• [What you need to do]: In the data below, the copy begins at the line containing "Whereabouts is the concrete" and runs through the last line; repeat those lines exactly, minus the pictures.

• [Materials provided]:
[Start of section]

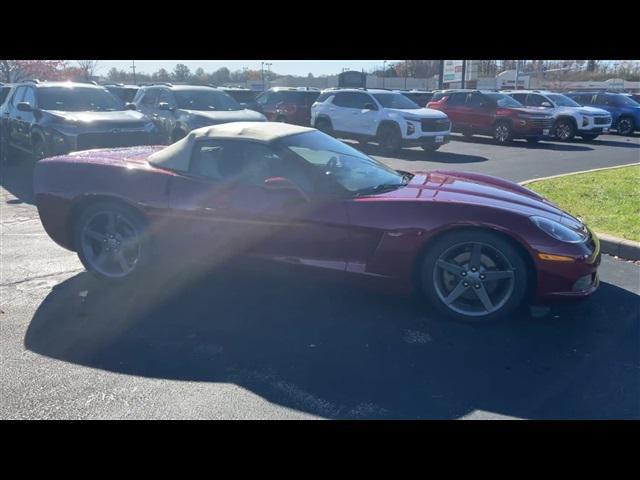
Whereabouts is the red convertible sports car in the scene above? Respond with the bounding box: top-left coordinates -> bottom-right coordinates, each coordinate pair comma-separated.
34,122 -> 600,322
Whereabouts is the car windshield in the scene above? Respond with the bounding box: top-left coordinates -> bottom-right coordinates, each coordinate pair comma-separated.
614,94 -> 640,106
484,93 -> 523,108
276,131 -> 408,194
373,93 -> 420,109
546,94 -> 581,107
38,87 -> 125,112
174,90 -> 242,111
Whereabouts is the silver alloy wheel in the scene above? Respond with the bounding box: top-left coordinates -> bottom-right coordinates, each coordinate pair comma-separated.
617,118 -> 633,135
433,242 -> 515,317
494,124 -> 510,142
555,121 -> 572,140
80,210 -> 141,279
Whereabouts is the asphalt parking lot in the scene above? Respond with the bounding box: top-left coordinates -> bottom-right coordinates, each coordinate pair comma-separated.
1,133 -> 639,419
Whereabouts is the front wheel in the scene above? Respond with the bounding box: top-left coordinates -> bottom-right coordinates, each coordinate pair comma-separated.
493,121 -> 513,144
420,230 -> 528,323
616,117 -> 635,136
315,118 -> 333,136
73,202 -> 151,282
377,125 -> 402,155
553,119 -> 576,141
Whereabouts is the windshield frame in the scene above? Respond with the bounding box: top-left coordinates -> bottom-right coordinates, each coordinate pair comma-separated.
274,131 -> 406,196
174,89 -> 243,111
37,86 -> 126,112
373,92 -> 421,110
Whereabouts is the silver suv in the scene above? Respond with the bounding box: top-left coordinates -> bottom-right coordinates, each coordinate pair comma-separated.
310,88 -> 451,154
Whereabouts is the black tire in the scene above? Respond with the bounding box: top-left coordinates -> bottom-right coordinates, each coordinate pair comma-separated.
73,201 -> 152,283
315,117 -> 333,136
461,129 -> 474,140
526,137 -> 540,144
492,121 -> 513,144
377,124 -> 402,155
421,144 -> 441,152
580,134 -> 599,142
616,117 -> 635,136
419,229 -> 529,323
32,135 -> 49,161
553,118 -> 576,141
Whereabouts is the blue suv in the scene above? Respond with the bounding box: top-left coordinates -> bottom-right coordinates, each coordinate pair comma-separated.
567,91 -> 640,136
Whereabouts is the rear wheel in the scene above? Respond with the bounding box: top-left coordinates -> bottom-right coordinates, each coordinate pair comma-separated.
493,121 -> 513,144
461,128 -> 474,139
420,230 -> 528,323
377,124 -> 402,155
73,202 -> 151,282
554,118 -> 576,141
171,129 -> 187,143
617,117 -> 635,136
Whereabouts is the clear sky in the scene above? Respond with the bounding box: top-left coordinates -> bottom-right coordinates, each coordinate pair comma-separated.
92,60 -> 399,77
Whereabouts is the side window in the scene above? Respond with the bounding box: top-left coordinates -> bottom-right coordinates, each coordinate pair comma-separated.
510,93 -> 527,105
595,94 -> 614,106
526,94 -> 547,107
157,89 -> 174,106
140,89 -> 159,107
190,140 -> 241,180
22,87 -> 36,107
332,92 -> 353,108
466,92 -> 484,106
351,92 -> 374,109
239,143 -> 285,186
446,93 -> 466,106
315,92 -> 334,104
11,87 -> 26,106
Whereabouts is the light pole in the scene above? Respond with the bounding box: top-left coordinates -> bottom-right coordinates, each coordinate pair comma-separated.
130,60 -> 136,84
382,60 -> 387,88
242,67 -> 248,87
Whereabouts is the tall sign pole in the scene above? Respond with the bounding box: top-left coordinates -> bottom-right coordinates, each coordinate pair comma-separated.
515,60 -> 521,90
438,60 -> 444,89
131,60 -> 137,84
461,60 -> 466,89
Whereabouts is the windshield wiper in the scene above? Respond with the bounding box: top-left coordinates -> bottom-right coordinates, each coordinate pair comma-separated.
353,183 -> 405,197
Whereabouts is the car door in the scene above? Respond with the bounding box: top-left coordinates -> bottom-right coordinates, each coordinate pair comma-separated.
136,88 -> 163,138
592,94 -> 619,124
19,87 -> 37,148
465,92 -> 493,133
155,89 -> 178,141
167,139 -> 351,272
440,92 -> 468,131
329,92 -> 354,133
351,92 -> 379,136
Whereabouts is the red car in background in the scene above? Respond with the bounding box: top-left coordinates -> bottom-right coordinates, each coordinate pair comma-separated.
427,90 -> 554,144
250,87 -> 320,125
34,122 -> 600,323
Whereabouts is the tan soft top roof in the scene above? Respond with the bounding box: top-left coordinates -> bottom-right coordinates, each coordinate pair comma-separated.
148,122 -> 314,171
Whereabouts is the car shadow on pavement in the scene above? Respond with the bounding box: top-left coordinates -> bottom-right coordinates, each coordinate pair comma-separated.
355,143 -> 488,163
582,138 -> 640,149
24,266 -> 639,419
451,135 -> 595,152
0,158 -> 36,205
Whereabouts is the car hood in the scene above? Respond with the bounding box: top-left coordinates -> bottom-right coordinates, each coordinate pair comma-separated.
184,109 -> 266,123
46,109 -> 151,125
385,107 -> 448,119
367,170 -> 569,221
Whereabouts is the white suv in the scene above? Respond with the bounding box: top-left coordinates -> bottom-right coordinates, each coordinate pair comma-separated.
504,90 -> 612,141
310,88 -> 451,154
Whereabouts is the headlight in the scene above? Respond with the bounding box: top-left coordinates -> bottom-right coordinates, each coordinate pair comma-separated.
530,216 -> 588,243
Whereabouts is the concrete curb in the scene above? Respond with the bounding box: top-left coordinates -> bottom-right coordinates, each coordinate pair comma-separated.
519,163 -> 640,261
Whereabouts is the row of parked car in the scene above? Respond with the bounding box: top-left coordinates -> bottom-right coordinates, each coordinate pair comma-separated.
1,79 -> 638,162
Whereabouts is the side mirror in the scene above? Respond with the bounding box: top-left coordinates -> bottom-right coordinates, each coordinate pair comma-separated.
125,102 -> 137,110
541,101 -> 553,108
17,102 -> 33,112
158,102 -> 174,111
364,103 -> 376,110
264,176 -> 309,202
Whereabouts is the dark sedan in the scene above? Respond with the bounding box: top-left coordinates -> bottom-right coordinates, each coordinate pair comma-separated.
34,122 -> 600,322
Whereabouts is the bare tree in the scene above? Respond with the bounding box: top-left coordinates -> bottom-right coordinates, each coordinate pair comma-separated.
76,60 -> 100,81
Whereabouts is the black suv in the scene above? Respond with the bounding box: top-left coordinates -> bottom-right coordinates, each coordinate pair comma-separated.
0,81 -> 158,162
132,84 -> 266,144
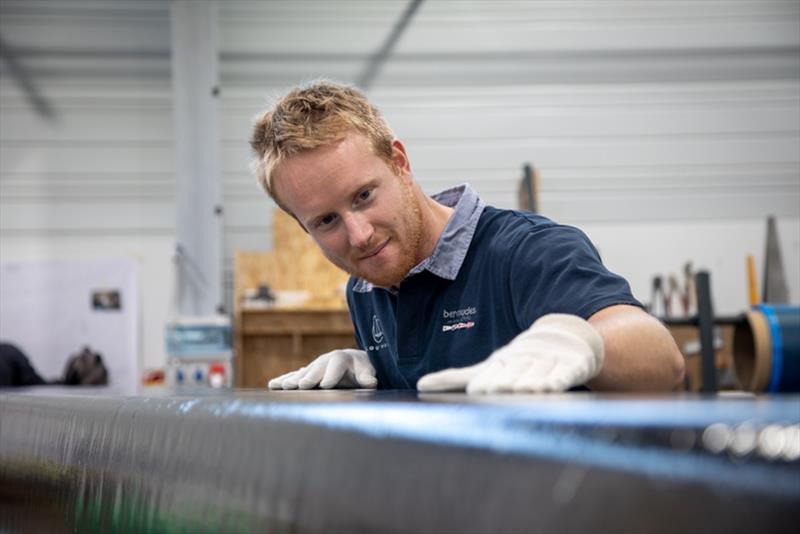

[End of section]

• [Reply]:
Whereabouts is the concrete curb in the scene above? Respond with the bounding box: top-left coordinates -> bottom-right coordinates, each coordinate pair comma-separated.
519,163 -> 640,261
Whereabouts is the row of parked car in the scene above? Respond with the bounding box: top-left coordinates -> bottom-right coordinates, each coordinate pair comma-separated.
1,79 -> 638,162
Whereabouts is the side mirror in the scene above? Respond with the bounding box: top-left coordinates -> bottom-right coordinates, each coordinate pair comma-separated.
125,102 -> 137,110
541,101 -> 553,108
17,102 -> 33,112
158,102 -> 174,111
364,103 -> 376,110
264,176 -> 309,202
Whereabouts is the dark sedan in the scene above? Respond with the bounding box: top-left coordinates -> bottom-right coordinates, each coordinate pair comma-separated.
34,122 -> 600,322
Whereabouts is the bare tree in the scene above? Respond with the bounding box: top-left coordinates -> bottom-right coordinates, each coordinate pair comma-separated.
76,60 -> 100,81
Whereabouts is the black suv in the scene above? Respond with the bounding box: top-left coordinates -> bottom-right coordinates, each coordinate pair comma-separated.
0,81 -> 158,162
132,84 -> 266,144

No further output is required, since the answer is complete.